- BRIEF: Write out the entries again exactly as they are given.

- DATASET RECORDS:
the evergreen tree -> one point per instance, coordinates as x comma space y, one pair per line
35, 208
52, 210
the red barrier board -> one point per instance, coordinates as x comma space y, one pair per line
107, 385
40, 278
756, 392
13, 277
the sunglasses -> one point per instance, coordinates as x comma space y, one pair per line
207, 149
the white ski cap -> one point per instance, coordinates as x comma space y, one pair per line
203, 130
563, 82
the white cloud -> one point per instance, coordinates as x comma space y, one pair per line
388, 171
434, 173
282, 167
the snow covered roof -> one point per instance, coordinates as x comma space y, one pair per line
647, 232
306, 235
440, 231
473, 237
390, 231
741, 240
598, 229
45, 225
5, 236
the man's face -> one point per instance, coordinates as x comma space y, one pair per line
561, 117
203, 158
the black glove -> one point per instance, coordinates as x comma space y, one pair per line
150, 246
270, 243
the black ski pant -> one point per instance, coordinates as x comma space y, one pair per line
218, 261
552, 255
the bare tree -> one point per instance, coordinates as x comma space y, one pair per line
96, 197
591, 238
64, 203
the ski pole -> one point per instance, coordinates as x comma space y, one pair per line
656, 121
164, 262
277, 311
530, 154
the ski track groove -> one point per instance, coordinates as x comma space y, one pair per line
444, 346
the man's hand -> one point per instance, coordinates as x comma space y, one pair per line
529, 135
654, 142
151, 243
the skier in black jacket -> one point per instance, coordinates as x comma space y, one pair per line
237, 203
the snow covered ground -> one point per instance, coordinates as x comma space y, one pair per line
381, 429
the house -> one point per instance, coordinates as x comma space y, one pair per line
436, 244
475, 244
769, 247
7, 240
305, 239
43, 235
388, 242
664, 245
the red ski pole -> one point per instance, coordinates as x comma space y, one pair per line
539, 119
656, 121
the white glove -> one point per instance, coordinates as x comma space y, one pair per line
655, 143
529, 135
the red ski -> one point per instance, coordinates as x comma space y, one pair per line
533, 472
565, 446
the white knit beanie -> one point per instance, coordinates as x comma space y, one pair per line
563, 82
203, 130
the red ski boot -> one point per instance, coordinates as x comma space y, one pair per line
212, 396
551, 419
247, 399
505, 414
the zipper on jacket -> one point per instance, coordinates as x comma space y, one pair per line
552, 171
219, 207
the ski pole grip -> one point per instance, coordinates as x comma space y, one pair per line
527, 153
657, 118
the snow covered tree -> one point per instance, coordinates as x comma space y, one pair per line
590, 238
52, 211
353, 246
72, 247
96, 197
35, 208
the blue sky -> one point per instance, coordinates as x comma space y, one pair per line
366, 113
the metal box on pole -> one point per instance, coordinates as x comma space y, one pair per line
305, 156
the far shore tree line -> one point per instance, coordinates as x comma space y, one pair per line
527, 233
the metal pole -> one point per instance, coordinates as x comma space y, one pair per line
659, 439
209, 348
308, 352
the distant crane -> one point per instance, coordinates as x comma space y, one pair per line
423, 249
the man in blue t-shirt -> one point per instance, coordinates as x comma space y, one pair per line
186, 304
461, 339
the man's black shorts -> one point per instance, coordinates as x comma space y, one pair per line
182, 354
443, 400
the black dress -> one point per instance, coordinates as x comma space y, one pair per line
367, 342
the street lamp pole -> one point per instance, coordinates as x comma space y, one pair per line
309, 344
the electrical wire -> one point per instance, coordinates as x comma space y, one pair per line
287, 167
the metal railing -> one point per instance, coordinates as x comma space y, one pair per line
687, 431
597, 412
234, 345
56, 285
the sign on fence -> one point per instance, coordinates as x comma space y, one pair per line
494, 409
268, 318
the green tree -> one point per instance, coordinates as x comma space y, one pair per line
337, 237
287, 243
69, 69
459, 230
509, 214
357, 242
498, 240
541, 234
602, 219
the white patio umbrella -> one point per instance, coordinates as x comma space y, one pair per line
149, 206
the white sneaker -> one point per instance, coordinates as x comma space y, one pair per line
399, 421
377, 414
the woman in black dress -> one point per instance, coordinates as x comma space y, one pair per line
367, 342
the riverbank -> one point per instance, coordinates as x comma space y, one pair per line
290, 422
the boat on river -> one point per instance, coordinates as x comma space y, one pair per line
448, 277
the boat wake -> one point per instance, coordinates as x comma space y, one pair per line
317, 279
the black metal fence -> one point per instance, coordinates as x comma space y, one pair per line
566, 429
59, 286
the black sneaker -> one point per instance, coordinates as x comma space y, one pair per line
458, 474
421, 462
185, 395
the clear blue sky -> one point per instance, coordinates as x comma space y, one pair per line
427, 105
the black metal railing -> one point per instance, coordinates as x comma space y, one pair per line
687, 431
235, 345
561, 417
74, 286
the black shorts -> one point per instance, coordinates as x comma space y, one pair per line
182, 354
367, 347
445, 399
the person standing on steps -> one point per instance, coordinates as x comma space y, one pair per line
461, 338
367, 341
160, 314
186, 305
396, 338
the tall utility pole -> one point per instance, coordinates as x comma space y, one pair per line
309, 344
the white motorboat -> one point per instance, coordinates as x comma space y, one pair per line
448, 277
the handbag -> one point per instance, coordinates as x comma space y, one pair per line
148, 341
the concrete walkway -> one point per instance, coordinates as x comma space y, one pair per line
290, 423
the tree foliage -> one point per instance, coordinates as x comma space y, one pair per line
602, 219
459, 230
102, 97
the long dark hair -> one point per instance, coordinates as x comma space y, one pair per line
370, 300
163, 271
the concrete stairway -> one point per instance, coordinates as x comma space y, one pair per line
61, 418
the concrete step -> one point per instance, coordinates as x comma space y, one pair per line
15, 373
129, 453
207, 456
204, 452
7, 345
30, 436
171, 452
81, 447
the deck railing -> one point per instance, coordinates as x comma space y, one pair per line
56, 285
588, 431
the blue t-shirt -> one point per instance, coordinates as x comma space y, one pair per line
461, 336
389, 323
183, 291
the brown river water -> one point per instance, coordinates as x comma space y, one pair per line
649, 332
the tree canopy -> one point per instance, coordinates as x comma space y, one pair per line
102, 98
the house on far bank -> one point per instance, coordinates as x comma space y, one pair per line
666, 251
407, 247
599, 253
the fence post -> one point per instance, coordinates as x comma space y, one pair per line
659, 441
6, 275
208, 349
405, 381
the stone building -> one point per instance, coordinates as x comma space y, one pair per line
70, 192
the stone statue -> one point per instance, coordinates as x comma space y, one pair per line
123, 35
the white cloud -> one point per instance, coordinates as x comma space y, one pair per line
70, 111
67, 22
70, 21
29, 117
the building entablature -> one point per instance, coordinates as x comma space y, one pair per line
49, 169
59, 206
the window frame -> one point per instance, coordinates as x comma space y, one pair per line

- FINAL ANSWER:
the evergreen tree -> one point per instance, coordinates as x comma space y, one pair per line
35, 208
52, 210
the red barrier board -> one point per instance, coordinates as x comma space y, one pair per line
107, 385
40, 278
756, 392
13, 277
the sunglasses -> one point per instance, coordinates as x comma space y, one pair per line
207, 149
the white ski cap -> one point per instance, coordinates as x comma space y, one pair per line
203, 130
563, 82
the white cloud -> one point per instance, coordinates as x comma space y, one pair per line
388, 171
434, 173
282, 167
the snow covered roof -> one point per instance, coordinates as x comma space y, one pair per line
647, 232
306, 235
440, 231
473, 237
390, 231
741, 240
598, 229
45, 225
5, 236
the man's face -> one point per instance, coordinates as x comma space y, one pair per line
561, 117
203, 158
the black glove -> one point per instance, coordinates as x comma space y, one pair per line
150, 246
270, 243
the black ski pant -> one point per instance, coordinates as x comma space y, one pair per line
218, 261
552, 255
the bare tree -> one point per instance, coordinates as x comma space y, one pair per line
96, 197
591, 238
64, 203
the ski pole -> one point per instance, coordinates as x comma space y, one pair per line
656, 121
164, 262
277, 311
530, 154
the ski track groove -> one point per instance, coordinates as x comma space y, one pair per line
444, 346
the man's hand -> one point per instance, coordinates as x comma space y, one pair per line
529, 135
654, 142
151, 243
the skier in black jacket -> one point per instance, coordinates as x comma space y, one pair per line
237, 203
the snow covered ground -> one point per instance, coordinates as x comma space y, one pair per line
381, 429
the house -> one point per instance, coordinates as x comma space y, one pair per line
436, 244
475, 244
769, 247
7, 240
305, 239
43, 235
388, 242
664, 245
the red ski pole -> one point per instance, coordinates as x comma space y, one pair per line
539, 119
656, 121
the white glove -> one point per instance, coordinates as x comma space y, one pair per line
655, 143
529, 135
the red ski -> one point per instance, coordinates as x comma space y, one pair per line
533, 472
565, 446
the white knit beanie -> one point per instance, coordinates as x comma space y, one pair per line
563, 82
203, 130
the red ski boot -> one point per instance, coordinates as x comma space y, one pair per line
212, 396
551, 419
247, 399
505, 414
the zipper on jacket -> one point per instance, coordinates as x comma space y, one pair per line
552, 171
219, 207
the ski pole grip -> one point per instance, coordinates as x comma space y, one pair per line
527, 153
657, 118
the snow covered tree -> one point per instance, coordinates as x comma space y, one pair per line
590, 238
52, 211
353, 246
72, 247
96, 197
35, 208
the blue sky -> one point per instance, coordinates as x comma space y, one pair per line
366, 113
the metal box on pole -> one point per instance, coordinates as x comma space y, one pair per line
305, 156
the far shore tree line -> one point per instance, coordinates as x comma space y, one pair per line
527, 233
the metal pole -> one point per instance, coordinates as x comma space y, one pair per line
659, 439
209, 348
308, 352
the distant crane -> one point per instance, coordinates as x comma space y, one pair per line
423, 249
the man in blue t-shirt -> one point per instance, coordinates as x comma space y, one pair per line
186, 304
461, 339
the man's black shorts -> one point per instance, coordinates as x comma space y, one pair per line
182, 354
443, 400
the black dress -> one point per instance, coordinates as x comma space y, one pair per line
367, 342
the street lamp pole -> one point per instance, coordinates as x comma space y, one pair per line
309, 344
the electrical wire -> one point per instance, coordinates as x comma space y, one pair per line
287, 167
the metal railing -> one point per instance, coordinates as x comma space y, one pair per line
687, 431
597, 412
234, 345
56, 285
the sign on fence -> one point per instance, coordinates as x comma space y, one pair per line
494, 409
268, 318
the green tree -> one point per instance, coordinates as x comma space y, one pair per line
337, 237
287, 243
69, 69
459, 230
509, 214
357, 242
498, 240
541, 234
602, 219
the white patio umbrella -> one point per instance, coordinates as x comma space y, one pair per line
149, 206
the white sneaker -> one point per instance, coordinates as x comma space y, one pair per line
399, 421
377, 414
the woman in black dress -> one point per instance, coordinates as x comma space y, one pair per line
367, 342
the riverbank -> one point per instance, coordinates as x comma space y, one pair per line
290, 422
the boat on river -> one point per instance, coordinates as x comma space y, one pair per line
448, 277
the boat wake -> one point per instance, coordinates as x comma space y, one pair per line
317, 279
the black metal fence -> one point per instance, coordinates as x comma space y, one pair per line
566, 429
59, 286
the black sneaker -> one point per instance, coordinates as x comma space y, one pair per line
458, 474
421, 462
185, 395
the clear blue sky -> one point per instance, coordinates as x comma space y, one pair per line
427, 105
the black metal railing -> one point per instance, coordinates as x comma space y, one pair per line
687, 431
235, 345
561, 417
74, 286
the black shorts -> one point per instance, coordinates as x comma space y, one pair per line
182, 354
367, 347
445, 399
the person standing on steps -> one point per instance, coordinates as x comma space y, one pair per line
461, 338
367, 341
160, 314
186, 305
396, 338
the tall utility pole -> one point per instance, coordinates as x comma space y, one pair per line
309, 344
the white motorboat -> one point per instance, coordinates as x comma space y, one pair per line
448, 277
the handbag -> one point per instance, coordinates as x comma space y, one pair per line
148, 341
the concrete walkway -> one point per instance, coordinates as x comma space y, one pair per line
290, 423
the tree foliage -> one point per instance, coordinates as x comma space y, one pair per line
602, 219
459, 230
102, 97
the long dark hair -> one point per instance, coordinates as x comma space y, one pair per line
370, 300
163, 271
the concrete stairway -> one point per instance, coordinates as x comma space y, one pair per line
61, 418
the concrete step -> one point per instance, coordinates as x comma space y, one pair per line
15, 373
129, 453
207, 456
204, 452
7, 345
30, 436
171, 452
81, 447
the deck railing -> one point per instance, coordinates as x comma space y, one pair per line
56, 285
588, 431
the blue t-shirt -> one point per instance, coordinates as x comma space y, one pair per line
461, 336
389, 323
183, 291
the brown river water -> one point per instance, coordinates as x comma space y, one pair per line
649, 332
the tree canopy -> one point per instance, coordinates as x comma space y, one pair per line
102, 98
the house on far bank -> one point per instance, coordinates as x comma space y, one pair per line
666, 251
407, 247
599, 253
the fence post -> one point per instance, coordinates as x comma space y, one pair per line
659, 441
6, 275
208, 349
405, 381
the stone building -> one point per instance, coordinates as x comma space y, one pair per line
70, 192
the stone statue -> one point per instance, coordinates as x comma space y, one pair per line
123, 35
the white cloud -> one point per instance, coordinates as x comma space y, one pair per line
70, 111
67, 22
70, 21
29, 117
the building entablature -> one point per instance, coordinates as x comma space y, one pair per line
49, 169
59, 206
the window frame -> one point per instance, coordinates as x comma space y, one pair per line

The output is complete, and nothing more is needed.